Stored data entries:
____________

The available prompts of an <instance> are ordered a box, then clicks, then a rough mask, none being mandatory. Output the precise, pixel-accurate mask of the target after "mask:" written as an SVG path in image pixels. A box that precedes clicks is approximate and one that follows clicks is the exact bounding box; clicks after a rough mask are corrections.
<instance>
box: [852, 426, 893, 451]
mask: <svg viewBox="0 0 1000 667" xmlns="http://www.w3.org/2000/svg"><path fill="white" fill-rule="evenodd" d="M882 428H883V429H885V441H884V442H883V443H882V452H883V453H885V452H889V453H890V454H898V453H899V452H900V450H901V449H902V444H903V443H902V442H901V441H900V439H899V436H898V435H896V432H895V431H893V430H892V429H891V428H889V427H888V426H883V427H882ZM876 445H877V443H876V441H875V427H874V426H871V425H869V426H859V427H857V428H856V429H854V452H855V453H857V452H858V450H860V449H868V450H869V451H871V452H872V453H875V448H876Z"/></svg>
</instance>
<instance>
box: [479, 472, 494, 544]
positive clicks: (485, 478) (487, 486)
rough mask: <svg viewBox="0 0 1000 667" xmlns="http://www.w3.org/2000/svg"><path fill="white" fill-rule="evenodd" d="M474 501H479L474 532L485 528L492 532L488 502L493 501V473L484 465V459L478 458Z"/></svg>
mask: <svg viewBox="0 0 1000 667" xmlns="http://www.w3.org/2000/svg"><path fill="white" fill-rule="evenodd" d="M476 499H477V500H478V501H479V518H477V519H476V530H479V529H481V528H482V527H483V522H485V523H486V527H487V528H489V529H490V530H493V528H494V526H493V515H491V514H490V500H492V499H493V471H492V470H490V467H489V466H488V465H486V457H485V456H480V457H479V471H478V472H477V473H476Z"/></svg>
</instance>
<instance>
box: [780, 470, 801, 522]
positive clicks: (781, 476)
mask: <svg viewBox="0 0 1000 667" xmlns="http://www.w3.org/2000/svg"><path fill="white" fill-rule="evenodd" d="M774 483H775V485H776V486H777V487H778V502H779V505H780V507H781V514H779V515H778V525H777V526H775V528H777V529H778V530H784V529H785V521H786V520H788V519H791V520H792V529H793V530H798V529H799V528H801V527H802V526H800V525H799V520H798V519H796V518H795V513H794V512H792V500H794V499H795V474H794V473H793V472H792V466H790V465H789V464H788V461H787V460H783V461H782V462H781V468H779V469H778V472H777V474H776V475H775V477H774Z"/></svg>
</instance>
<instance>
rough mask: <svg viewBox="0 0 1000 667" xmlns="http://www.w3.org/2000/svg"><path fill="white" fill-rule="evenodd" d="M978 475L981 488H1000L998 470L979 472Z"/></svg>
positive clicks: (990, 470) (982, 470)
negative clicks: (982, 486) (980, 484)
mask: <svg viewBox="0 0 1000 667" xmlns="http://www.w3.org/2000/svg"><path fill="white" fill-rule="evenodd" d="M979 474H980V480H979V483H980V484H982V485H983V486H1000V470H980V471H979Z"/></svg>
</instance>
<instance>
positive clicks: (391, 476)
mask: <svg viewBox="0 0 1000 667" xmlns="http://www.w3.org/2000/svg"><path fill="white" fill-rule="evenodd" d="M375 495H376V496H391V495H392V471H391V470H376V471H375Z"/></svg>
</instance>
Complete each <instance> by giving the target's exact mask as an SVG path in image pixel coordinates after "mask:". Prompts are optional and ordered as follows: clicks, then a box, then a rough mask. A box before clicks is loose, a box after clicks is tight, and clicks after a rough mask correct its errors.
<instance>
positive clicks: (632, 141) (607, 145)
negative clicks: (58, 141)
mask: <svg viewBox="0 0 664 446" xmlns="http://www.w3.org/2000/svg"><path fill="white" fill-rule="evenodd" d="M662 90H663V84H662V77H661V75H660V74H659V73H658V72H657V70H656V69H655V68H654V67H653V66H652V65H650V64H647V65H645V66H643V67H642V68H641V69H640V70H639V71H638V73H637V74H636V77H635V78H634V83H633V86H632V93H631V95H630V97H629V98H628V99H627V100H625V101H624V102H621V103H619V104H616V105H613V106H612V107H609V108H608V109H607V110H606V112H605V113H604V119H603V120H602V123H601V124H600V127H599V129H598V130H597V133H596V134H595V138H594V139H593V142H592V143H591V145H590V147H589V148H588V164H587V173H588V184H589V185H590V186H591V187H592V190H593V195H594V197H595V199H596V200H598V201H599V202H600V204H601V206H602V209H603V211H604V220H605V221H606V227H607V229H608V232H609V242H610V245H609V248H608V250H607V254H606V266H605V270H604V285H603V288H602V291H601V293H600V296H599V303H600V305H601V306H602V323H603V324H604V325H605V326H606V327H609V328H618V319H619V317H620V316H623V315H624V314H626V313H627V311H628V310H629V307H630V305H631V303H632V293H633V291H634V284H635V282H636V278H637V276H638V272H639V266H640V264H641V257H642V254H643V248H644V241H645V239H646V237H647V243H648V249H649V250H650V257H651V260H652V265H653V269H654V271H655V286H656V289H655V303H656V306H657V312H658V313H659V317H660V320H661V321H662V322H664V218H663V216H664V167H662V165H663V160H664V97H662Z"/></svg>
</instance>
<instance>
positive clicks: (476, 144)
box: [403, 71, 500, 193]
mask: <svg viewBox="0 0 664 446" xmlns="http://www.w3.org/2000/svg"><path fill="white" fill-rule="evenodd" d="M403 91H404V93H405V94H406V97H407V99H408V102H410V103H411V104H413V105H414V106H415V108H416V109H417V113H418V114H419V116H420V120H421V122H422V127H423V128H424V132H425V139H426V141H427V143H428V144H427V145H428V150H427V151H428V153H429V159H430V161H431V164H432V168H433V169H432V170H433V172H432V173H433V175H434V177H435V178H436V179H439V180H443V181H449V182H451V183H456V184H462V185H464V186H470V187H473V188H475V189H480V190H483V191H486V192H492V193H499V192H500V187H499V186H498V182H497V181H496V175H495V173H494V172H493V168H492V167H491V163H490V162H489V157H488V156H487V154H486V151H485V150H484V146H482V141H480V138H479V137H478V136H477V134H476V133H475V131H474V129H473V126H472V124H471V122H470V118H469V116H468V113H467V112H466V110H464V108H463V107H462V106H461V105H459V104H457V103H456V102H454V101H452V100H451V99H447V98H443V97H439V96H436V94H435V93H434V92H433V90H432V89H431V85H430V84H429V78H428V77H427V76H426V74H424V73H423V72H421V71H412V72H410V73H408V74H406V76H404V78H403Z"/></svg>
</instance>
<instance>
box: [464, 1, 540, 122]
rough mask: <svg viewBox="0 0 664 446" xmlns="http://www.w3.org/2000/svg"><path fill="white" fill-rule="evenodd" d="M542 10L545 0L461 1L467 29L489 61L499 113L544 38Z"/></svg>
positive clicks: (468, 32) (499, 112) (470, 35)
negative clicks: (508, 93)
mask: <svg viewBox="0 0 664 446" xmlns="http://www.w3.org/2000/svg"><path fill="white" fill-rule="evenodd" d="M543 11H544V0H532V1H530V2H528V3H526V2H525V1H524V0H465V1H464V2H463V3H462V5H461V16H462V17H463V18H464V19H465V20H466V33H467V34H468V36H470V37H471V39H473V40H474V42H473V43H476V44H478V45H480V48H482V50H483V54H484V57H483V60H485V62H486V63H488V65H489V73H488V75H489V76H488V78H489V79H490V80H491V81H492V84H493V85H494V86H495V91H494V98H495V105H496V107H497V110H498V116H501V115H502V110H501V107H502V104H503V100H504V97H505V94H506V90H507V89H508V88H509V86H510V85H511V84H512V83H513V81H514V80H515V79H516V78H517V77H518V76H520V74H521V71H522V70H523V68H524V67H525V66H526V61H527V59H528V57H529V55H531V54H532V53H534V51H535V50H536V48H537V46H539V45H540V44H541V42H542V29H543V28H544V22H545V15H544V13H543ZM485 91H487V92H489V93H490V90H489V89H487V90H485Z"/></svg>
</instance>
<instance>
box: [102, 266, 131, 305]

____________

> [To do]:
State how many lines of the records contain the word "image". Give that number alone.

> [Answer section]:
2